WORK REQUIRED
Return the records that follow, unchanged and complete.

(Dataset entries)
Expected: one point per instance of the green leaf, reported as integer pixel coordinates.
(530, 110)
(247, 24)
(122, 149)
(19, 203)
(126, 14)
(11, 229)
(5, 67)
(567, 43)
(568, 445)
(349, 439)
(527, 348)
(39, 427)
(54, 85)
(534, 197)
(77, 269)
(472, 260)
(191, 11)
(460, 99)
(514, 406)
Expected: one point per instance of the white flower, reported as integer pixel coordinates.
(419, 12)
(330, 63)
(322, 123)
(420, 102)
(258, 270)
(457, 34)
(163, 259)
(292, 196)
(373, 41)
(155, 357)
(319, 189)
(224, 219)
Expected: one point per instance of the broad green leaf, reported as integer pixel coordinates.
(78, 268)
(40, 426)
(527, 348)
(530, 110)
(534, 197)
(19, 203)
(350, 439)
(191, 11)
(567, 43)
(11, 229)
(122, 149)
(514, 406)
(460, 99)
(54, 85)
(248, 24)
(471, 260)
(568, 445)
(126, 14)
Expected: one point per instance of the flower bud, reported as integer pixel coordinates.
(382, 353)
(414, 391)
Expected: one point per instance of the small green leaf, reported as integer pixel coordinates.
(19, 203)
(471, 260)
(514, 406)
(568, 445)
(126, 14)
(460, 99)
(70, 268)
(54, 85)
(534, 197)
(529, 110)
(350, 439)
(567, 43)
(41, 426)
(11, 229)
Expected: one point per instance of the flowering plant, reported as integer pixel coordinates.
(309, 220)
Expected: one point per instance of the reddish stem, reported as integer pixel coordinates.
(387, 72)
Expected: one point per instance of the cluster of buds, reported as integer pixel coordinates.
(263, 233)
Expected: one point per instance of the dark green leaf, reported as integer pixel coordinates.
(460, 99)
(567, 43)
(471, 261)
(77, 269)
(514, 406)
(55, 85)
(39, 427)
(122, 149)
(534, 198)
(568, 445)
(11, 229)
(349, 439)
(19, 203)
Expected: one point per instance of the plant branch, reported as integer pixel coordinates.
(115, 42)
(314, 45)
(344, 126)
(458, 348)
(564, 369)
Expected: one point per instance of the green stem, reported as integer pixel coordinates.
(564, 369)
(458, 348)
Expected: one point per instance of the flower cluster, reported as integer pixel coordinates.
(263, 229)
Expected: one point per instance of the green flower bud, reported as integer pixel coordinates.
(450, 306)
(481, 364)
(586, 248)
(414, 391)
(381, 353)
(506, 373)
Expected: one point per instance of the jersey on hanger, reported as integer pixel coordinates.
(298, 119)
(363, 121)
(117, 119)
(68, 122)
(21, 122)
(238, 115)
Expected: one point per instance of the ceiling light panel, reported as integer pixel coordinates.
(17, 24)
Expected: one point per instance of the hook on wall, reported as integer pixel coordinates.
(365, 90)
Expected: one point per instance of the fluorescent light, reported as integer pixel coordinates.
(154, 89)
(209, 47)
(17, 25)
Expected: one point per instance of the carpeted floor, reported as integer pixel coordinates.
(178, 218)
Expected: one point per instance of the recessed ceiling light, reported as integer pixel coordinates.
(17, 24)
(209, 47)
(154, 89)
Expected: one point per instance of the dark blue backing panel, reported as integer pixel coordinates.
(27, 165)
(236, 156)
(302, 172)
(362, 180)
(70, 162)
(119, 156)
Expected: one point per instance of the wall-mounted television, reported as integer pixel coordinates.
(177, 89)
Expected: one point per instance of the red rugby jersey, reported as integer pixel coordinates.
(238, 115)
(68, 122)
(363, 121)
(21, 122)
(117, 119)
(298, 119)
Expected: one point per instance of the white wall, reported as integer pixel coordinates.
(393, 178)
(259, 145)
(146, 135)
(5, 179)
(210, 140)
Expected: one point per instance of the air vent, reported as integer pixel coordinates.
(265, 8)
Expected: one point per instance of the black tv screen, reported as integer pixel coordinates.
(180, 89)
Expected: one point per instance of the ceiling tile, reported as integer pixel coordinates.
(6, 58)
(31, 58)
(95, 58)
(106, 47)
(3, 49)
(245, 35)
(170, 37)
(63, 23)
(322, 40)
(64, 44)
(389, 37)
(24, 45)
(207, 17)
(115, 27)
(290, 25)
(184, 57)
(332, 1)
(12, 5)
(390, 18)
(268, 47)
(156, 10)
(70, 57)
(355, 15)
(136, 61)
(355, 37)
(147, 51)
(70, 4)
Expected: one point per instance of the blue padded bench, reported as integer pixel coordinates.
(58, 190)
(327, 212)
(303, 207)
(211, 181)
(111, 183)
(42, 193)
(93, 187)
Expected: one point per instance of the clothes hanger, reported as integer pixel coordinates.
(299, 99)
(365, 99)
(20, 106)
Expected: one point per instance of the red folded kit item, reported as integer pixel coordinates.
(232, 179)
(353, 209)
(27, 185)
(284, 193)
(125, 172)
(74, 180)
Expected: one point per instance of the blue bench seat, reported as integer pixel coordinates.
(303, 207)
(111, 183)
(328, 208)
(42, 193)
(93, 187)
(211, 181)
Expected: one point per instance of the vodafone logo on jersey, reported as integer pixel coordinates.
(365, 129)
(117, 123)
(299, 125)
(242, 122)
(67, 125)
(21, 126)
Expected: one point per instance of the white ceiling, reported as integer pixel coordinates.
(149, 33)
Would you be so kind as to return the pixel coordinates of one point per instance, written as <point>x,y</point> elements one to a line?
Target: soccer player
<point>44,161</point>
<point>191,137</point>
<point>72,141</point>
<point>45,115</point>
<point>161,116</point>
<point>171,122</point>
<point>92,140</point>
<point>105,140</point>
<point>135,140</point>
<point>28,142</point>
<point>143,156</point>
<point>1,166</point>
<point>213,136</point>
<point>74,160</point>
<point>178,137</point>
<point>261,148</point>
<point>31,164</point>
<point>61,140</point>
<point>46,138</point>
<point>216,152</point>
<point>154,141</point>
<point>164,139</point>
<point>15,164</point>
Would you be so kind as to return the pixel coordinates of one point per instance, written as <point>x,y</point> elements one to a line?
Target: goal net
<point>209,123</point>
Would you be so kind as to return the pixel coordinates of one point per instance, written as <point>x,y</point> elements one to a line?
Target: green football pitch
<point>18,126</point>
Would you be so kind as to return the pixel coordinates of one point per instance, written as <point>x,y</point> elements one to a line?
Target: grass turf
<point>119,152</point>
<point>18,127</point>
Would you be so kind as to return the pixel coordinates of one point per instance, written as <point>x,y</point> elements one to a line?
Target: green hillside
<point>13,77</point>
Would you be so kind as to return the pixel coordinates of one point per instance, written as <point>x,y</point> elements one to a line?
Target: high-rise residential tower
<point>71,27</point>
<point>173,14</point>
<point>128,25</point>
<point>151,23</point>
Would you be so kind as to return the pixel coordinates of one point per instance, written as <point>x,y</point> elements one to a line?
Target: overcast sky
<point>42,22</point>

COMPLETED TASK
Expected: one point per instance of the green leaf, reported as integer pixel coordinates.
(530, 110)
(247, 24)
(122, 149)
(19, 203)
(126, 14)
(11, 229)
(5, 67)
(567, 43)
(568, 445)
(349, 439)
(527, 348)
(39, 427)
(54, 85)
(534, 197)
(77, 269)
(472, 260)
(191, 11)
(460, 99)
(514, 406)
Expected: one point per instance of the white flower, reported as integer pixel coordinates.
(419, 12)
(330, 63)
(322, 123)
(420, 102)
(258, 270)
(457, 34)
(163, 259)
(292, 196)
(373, 41)
(155, 357)
(319, 189)
(224, 219)
Expected: one point per instance of the broad green leaf, reported as integer pixel coordinates.
(78, 268)
(40, 426)
(527, 348)
(530, 110)
(534, 197)
(19, 203)
(350, 439)
(191, 11)
(567, 43)
(11, 229)
(122, 149)
(514, 406)
(460, 99)
(54, 85)
(248, 24)
(471, 260)
(568, 445)
(126, 14)
Expected: one point per instance of the flower bud, reported as integer pixel coordinates.
(382, 353)
(414, 391)
Expected: one point per instance of the small green leaf, reported as integer pixel coordinates.
(19, 203)
(471, 260)
(514, 406)
(568, 445)
(126, 14)
(460, 99)
(70, 268)
(54, 85)
(534, 197)
(529, 110)
(350, 439)
(567, 43)
(41, 426)
(11, 229)
Expected: one point per instance of the flowering plant, reported as integer pixel coordinates.
(309, 220)
Expected: one point per instance of the reddish stem, reported as integer pixel coordinates.
(387, 72)
Expected: one point per instance of the cluster of buds, reported as integer pixel coordinates.
(263, 233)
Expected: one point per instance of the dark green leaf, reported as integer pixel coordinates.
(460, 99)
(567, 43)
(471, 261)
(77, 269)
(514, 406)
(55, 85)
(39, 427)
(122, 149)
(534, 198)
(568, 445)
(11, 229)
(349, 439)
(19, 203)
Expected: one point per instance of the plant branch, reported as integer pixel coordinates.
(115, 42)
(314, 45)
(344, 126)
(458, 348)
(564, 369)
Expected: one point per instance of the green stem, reported as integer pixel coordinates.
(564, 369)
(458, 348)
Expected: one point per instance of the flower cluster, reported as integer pixel coordinates.
(263, 229)
Expected: one point per instance of the green flower bud, reported as integer pixel coordinates.
(450, 306)
(481, 364)
(586, 248)
(414, 391)
(381, 353)
(506, 373)
Expected: one point per instance of the jersey on hanger, reported as integer pixel coordinates.
(298, 119)
(363, 121)
(117, 119)
(68, 122)
(21, 122)
(238, 115)
Expected: one point per instance of the ceiling light panel, reported as integer pixel coordinates.
(17, 24)
Expected: one point per instance of the hook on wall, reported as integer pixel coordinates.
(365, 90)
Expected: one point per instance of the fluorescent light, reported as integer pixel coordinates.
(154, 89)
(209, 47)
(17, 25)
Expected: one point per instance of the carpeted floor, reported as integer pixel coordinates.
(178, 218)
Expected: one point per instance of the recessed ceiling light, reported as integer pixel coordinates.
(17, 24)
(209, 47)
(154, 89)
Expected: one point per instance of the dark blue backing panel, reported as integer pixel coordinates.
(27, 165)
(236, 156)
(302, 172)
(362, 180)
(70, 162)
(119, 156)
Expected: one point per instance of the wall-mounted television, reported as integer pixel coordinates.
(177, 89)
Expected: one point per instance of the red rugby jersey, reported as integer pixel coordinates.
(238, 115)
(68, 122)
(363, 121)
(21, 122)
(117, 119)
(298, 119)
Expected: one point per instance of the white wall, reported as integer pixel coordinates.
(393, 178)
(259, 145)
(146, 135)
(5, 179)
(210, 140)
Expected: one point per instance of the air vent, reported as integer pixel coordinates.
(265, 8)
Expected: one point per instance of the black tv screen, reported as integer pixel coordinates.
(180, 89)
Expected: one point per instance of the ceiling tile, reported as integer pixel coordinates.
(6, 58)
(31, 58)
(95, 58)
(106, 47)
(3, 49)
(245, 35)
(170, 37)
(63, 23)
(322, 40)
(64, 44)
(389, 37)
(24, 45)
(207, 17)
(115, 27)
(290, 25)
(184, 57)
(332, 1)
(12, 5)
(390, 18)
(268, 47)
(156, 10)
(70, 57)
(355, 15)
(136, 61)
(355, 37)
(147, 51)
(70, 4)
Expected: one point per instance of the blue padded bench, reported as integer pixel coordinates.
(58, 190)
(327, 212)
(303, 207)
(211, 181)
(111, 183)
(42, 193)
(93, 187)
Expected: one point per instance of the clothes hanger, reported as integer pixel coordinates.
(299, 99)
(365, 99)
(20, 106)
Expected: one point per instance of the red folded kit item, reported as integer pixel coordinates.
(232, 179)
(353, 209)
(27, 185)
(284, 193)
(125, 172)
(74, 180)
Expected: one point per instance of the blue bench seat, reported as integer pixel coordinates.
(303, 207)
(111, 183)
(328, 208)
(42, 193)
(93, 187)
(211, 181)
Expected: one point per instance of the vodafone logo on jersey, reported as integer pixel coordinates.
(365, 129)
(117, 123)
(299, 125)
(242, 122)
(67, 125)
(21, 126)
Expected: one point per instance of the white ceiling, reported as integer pixel coordinates.
(149, 33)
Would you be so kind as to return the pixel coordinates of one point per instance, written as <point>x,y</point> elements one to a line?
Target: soccer player
<point>44,161</point>
<point>191,137</point>
<point>72,141</point>
<point>45,115</point>
<point>161,116</point>
<point>171,122</point>
<point>92,140</point>
<point>105,140</point>
<point>135,140</point>
<point>28,142</point>
<point>143,156</point>
<point>1,166</point>
<point>213,136</point>
<point>74,160</point>
<point>178,137</point>
<point>261,148</point>
<point>31,164</point>
<point>61,140</point>
<point>46,138</point>
<point>216,152</point>
<point>154,141</point>
<point>164,139</point>
<point>15,164</point>
Would you be so kind as to return the pixel coordinates of one point per instance, written as <point>x,y</point> elements one to a line?
Target: goal net
<point>209,123</point>
Would you be so kind as to return the pixel coordinates of one point per instance, written as <point>x,y</point> elements one to a line?
Target: green football pitch
<point>18,126</point>
Would you be so kind as to return the pixel coordinates of one point per instance, written as <point>x,y</point> elements one to a line?
Target: grass turf
<point>119,152</point>
<point>18,127</point>
Would you be so kind as to return the pixel coordinates of one point per instance, written as <point>x,y</point> elements one to a line?
Target: green hillside
<point>13,77</point>
Would you be so kind as to return the pixel coordinates of one point per instance, written as <point>x,y</point> elements one to a line?
Target: high-rise residential tower
<point>71,27</point>
<point>173,14</point>
<point>128,25</point>
<point>151,23</point>
Would you be so kind as to return the pixel coordinates of one point per instance, written as <point>x,y</point> elements one to a line?
Target: overcast sky
<point>42,22</point>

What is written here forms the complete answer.